Still current in linguistics are such fictions as the “listener” and “understander” (partners of the “speaker”), the “unified speech flow,” and so on.… One cannot say that these diagrams are false… But when they are put forth as the actual whole of speech communication, they become a scientific fiction. (Bakhtin 1232)

What he is criticizing here is any approach to linguistics that treats a subject who is involved in speech communication, that is, a subject who is either saying or hearing utterances, as anything other than a speaker. The categories “listener” and “understander” may, in his view, be subcategories of “speaker”, but if they are not recognized as subcategories, subcategories that imply they are always subsumed by the larger category “speaker” (that is, the larger category: the one who is giving utterance), then the categories “listener” and “understander” “become scientific fiction”, or in other words falsehoods that are technically and repeatedly motivated. And so, by treating utterances as responses (that is, responses to preceding utterances, which is, responses to responses) he eschews any sense of isolation in speech communication; he eschews the sense of detachment-from-dialog that the notion of any mere utterance (a mere utterance, maybe, that has listeners and even understanders, but no responders)[4] may conjure. Such mere utterances, on Bakhtin’s view, per his definition of utterance, are impossible. Instead, he makes utterances pivot points of dialog by infusing them with the connectivity inherent in responses. This is a sort of strengthening of the notion of utterances, strengthening in the sense that it gives them broad reach and power as analytic tools of theories of communication.

Bakhtin’s conflation strengthens responses too. Utterances have empirical values, since they have a basic existence in material reality (as strings of sounds). In contrast, the ontology of responses tends toward abstraction. It is necessary here to quote at length from Hegel’s introduction to The Science of Logic. In its own context, the quote below is about the dialectical nature of thought. However, what seems clear to me is that the quote is also about talking to oneself, that is, the quote is about responding to oneself and responding to those responses and so on. As such, the quote is a fine example of the quick tumble into abstraction that an analysis of responses can do if responses are not tied to something with at least the auditory concreteness of utterances. Hegel writes:

The mind or spirit, when it is sentient or perceptive, finds its object in something sensuous; when it imagines, in a picture or image; when it wills, in an aim or end. But in contrast to, or it may be only in distinction from, these forms of its existence and of its objects, the mind has also to gratify the craving of its highest and most inward life. That innermost self is thought. Thus the mind renders thought its object. In the best meaning of the phrase, it comes to itself; for thought is its principle, and its very unadulterated self. But while thus occupied, thought entangles itself in contradictions, i.e. loses itself in the hard-and-fast non-identity of its thoughts, and so, instead of reaching itself, is caught and held in its counterpart. This result, to which honest but narrow thinking leads the mere understanding, is resisted by the loftier craving of which we have spoken. That craving expresses the perseverance of thought, which continues true to itself, even in this conscious loss of its native rest and independence, ‘that it may overcome’ and work out in itself the solution of its own contradictions. (Hegel 15)

*Job A*: In the passage on Bakhtin and Hegel, rewrite the part that opens with the words containing "Still current in" and closes with "fiction. (Bakhtin 1232)", substituting "schemes" for "diagrams".

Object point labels
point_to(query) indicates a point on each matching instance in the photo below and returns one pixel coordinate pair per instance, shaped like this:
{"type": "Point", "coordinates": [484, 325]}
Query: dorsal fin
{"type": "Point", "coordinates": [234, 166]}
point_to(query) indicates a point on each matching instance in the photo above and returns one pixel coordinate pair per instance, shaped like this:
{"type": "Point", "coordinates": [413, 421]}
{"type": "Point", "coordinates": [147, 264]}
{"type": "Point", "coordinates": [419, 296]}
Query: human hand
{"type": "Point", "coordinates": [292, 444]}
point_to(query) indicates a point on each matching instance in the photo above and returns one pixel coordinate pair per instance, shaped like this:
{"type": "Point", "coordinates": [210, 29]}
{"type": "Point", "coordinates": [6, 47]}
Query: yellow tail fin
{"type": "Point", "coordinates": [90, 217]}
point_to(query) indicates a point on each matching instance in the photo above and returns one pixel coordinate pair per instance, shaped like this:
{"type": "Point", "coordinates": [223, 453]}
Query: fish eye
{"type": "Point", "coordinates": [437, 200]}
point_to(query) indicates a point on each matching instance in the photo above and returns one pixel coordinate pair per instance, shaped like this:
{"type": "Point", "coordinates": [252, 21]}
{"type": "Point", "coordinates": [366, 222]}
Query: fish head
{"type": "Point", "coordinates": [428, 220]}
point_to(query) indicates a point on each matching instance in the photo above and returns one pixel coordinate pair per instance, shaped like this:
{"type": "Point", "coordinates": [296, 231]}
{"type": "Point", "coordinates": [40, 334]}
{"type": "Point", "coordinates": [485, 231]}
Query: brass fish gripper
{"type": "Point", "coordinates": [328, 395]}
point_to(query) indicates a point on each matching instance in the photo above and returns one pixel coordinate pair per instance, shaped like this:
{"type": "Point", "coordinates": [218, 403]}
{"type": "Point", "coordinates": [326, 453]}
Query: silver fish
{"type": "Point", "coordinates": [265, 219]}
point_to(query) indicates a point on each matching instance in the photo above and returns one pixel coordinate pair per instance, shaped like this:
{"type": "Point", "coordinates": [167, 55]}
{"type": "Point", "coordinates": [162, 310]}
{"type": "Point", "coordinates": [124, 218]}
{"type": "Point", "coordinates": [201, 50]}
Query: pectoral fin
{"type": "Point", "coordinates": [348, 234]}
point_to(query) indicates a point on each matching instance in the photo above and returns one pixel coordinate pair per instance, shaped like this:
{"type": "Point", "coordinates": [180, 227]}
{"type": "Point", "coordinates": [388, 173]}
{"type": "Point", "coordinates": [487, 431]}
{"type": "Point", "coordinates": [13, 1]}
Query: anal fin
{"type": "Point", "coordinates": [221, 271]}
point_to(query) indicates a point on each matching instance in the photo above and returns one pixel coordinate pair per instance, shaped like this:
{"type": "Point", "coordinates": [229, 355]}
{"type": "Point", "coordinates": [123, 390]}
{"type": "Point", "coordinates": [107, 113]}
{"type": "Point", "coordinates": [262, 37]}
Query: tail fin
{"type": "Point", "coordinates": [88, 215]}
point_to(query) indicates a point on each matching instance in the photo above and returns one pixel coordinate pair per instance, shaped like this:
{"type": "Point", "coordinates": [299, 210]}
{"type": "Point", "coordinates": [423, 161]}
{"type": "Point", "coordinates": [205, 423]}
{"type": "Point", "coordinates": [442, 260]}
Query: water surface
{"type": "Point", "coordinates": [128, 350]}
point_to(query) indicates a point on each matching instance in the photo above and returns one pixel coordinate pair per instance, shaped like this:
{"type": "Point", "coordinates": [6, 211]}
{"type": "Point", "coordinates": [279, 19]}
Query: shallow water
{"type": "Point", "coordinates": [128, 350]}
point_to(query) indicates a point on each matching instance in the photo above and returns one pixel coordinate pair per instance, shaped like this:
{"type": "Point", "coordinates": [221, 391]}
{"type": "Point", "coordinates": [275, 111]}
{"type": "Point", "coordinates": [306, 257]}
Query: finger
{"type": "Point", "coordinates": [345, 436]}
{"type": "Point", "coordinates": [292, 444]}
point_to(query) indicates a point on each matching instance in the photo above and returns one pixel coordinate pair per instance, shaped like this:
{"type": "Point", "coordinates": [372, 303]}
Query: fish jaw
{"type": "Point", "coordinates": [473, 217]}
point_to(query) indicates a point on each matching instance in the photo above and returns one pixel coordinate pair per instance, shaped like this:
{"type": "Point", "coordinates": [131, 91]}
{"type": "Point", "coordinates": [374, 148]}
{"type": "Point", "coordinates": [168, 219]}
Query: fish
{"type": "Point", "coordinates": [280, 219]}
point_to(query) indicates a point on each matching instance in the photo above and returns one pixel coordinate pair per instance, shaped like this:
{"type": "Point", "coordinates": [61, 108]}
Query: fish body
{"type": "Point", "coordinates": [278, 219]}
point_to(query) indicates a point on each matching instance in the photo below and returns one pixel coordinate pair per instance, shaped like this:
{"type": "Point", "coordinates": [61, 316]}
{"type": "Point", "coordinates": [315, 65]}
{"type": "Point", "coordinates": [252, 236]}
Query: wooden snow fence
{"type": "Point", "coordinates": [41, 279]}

==

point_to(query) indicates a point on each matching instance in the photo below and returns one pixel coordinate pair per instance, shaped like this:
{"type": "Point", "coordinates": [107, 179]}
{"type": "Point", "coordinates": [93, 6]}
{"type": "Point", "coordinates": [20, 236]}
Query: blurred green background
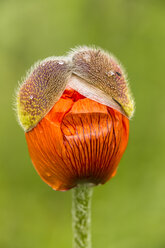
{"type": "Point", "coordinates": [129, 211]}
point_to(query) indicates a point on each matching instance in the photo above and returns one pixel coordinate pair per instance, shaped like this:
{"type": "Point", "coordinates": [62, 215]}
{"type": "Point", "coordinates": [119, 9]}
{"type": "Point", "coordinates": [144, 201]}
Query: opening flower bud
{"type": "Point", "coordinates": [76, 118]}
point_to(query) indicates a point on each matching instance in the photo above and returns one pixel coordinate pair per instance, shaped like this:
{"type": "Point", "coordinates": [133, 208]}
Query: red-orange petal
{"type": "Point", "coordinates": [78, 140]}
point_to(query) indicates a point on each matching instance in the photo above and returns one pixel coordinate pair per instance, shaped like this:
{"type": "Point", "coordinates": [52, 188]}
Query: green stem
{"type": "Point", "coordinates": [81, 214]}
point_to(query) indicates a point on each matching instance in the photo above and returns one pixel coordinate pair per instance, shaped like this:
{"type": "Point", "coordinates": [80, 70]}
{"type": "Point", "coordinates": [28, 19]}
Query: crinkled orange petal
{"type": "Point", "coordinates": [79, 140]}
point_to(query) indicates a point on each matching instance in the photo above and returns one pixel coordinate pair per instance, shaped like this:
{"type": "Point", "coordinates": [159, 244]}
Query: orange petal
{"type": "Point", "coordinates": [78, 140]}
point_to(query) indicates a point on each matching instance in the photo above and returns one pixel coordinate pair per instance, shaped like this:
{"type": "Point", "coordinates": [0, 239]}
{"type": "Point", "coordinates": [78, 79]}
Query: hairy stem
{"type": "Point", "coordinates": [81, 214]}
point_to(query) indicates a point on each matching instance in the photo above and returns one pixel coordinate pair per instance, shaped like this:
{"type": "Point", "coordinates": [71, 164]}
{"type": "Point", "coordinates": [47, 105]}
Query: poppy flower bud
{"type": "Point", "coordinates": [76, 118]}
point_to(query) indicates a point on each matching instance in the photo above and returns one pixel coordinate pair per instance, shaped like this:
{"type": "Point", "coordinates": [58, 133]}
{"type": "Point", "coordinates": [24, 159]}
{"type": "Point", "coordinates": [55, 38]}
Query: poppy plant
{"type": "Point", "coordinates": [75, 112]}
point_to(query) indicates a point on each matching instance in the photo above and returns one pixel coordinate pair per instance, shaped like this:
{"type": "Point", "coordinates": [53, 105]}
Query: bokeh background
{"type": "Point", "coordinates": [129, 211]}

*Job B*: Identify each line of the entries that contains the string "petal", matching case, and copy those lines.

*Task output A*:
Still current in linguistics are such fictions as the “listener” and “understander” (partners of the “speaker”), the “unified speech flow,” and so on.… One cannot say that these schemes are false… But when they are put forth as the actual whole of speech communication, they become a scientific fiction. (Bakhtin 1232)

*Task output B*:
Query: red-orange petal
Query: crinkled orange petal
Query: orange petal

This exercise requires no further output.